■ **Page text**
========
UNESCO CHAIR IN COMPARATIVE STUDIES
OF SPIRITUAL TRADITIONS, THEIR SPECIFIC CULTURES
AND INTERRELIGIOUS DIALOGUE

The Saint-Petersburg Branch of the Russian Institute of Cultural Research
UNESCO Moscow Office for Armenia, Azerbaijan, Belarus, Republic of Moldova and Russian Federation

Loading

Русская версия



UNESCO launched the UNITWIN/UNESCO Chairs Programme in 1991 as an international action plan for academic solidarity to strengthen inter-university co-operation with particular emphasis on support to higher education in the developing countries.
The programme works towards establishing and reinforcing strong and durable linkages amongst higher education and scientific institutions worldwide and at facilitating the transfer of knowledge while combating the brain drain. Special attention is paid to providing assistance through inter-regional and (sub)regional linkages.
The UNITWIN/UNESCO Chairs Programme encompasses a broad spectrum of activities requiring very flexible modes of action. It is based on genuine, equal partnership among the higher education institutions which initiate various projects within its framework.
Two types of closely interrelated and interdependent activities have emerged as the base for the major strategies for implementing the Programme: inter-university networks and international UNESCO Chairs. While individual chairs responding to specific needs are possible, the programme endeavours to create the proper conditions to allow each chair to be a focal point of a network or to be a part of a network.


The UNITWIN network on Interreligious studies



UNESCO Chair on Comparative Studies of Spiritual Traditions, their Specific Cultures and Interreligious Dialogue was initiated on March 14, 2001 in St.Petersburg, Russia, basing primarily on the facilities of the St.Petersburg Branch of the Russian Institute for Cultural Research, Ministry of Culture of the Russian Federation. Its main objectives were defined by its founding chairperson, Dr.Liubava Moreva, acting in close contact with the UNESCO authorities as elaborating, improving and/or promoting:
  • strategies of leading cross- and inter-cultural dialogues, aimed at withstanding any form of discrimination or violence, securing creative patterns existing in the framework of traditional cultures, and contributing to amplification of global culture of peaceful co-existence and sustainable development;
  • strategies of leading inter- and pluri-religious dialogues, directed at appeasement of open or latent contradictions, frictions or conflicts between adherents of different religious or spiritual practices, introducing values of these subcultures into comparative scientific research and societal debate;
  • transdisciplinary methodologies, regarded as indispensable tools of leading creative and innovative dialogue over traditionally defined and delimited borders between different scientific and/or philosophical disciplines, religious and/or spiritual doctrines, as well as different forms of social activism and inter-communal discourse.
The city of St.Petersburg was chosen as location of this new chair, as having long-ranging tradition of manifold cultural, scientific and religious contacts, being led at this historical, geographical and geopolitical point of meeting between the Eurasian East and West, their mutual accommodation and fusion. At the same time, good practices and positive experiences, accumulated by UNESCO chairs for intercultural and/or interfaith studies, existing by that time in various countries (Birmingham, UK; Bishkek, Kyrghyzstan; Bucarest, Romania; Jerusalem, Israel; Tashkent, Uzbekistan; Troyes, France; Villejuif, France) were carefully regarded and taken into account.
========
■ **Data section**
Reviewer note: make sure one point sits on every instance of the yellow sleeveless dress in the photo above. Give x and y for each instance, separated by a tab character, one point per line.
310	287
========
■ **List of tasks**
a – Repeat the passage of the UNESCO chair page from "Русская версия" up to and including "and (sub)regional linkages.".
b – According to the UNESCO chair page, why was St. Petersburg chosen as the location of the new chair? Answer in one to three sentences.
c – On what date was the chair initiated, according to the UNESCO chair page?
Rely only on the UNESCO chair page for what comes next, not on the material.

■ **Solved tasks**
a –
Русская версия



UNESCO launched the UNITWIN/UNESCO Chairs Programme in 1991 as an international action plan for academic solidarity to strengthen inter-university co-operation with particular emphasis on support to higher education in the developing countries.
The programme works towards establishing and reinforcing strong and durable linkages amongst higher education and scientific institutions worldwide and at facilitating the transfer of knowledge while combating the brain drain. Special attention is paid to providing assistance through inter-regional and (sub)regional linkages.

b – St. Petersburg was chosen because it has a long tradition of manifold cultural, scientific and religious contacts. The page says these contacts arose at its historical, geographical and geopolitical position as a meeting point between the Eurasian East and West, where the two accommodated and fused with each other.

c – March 14, 2001.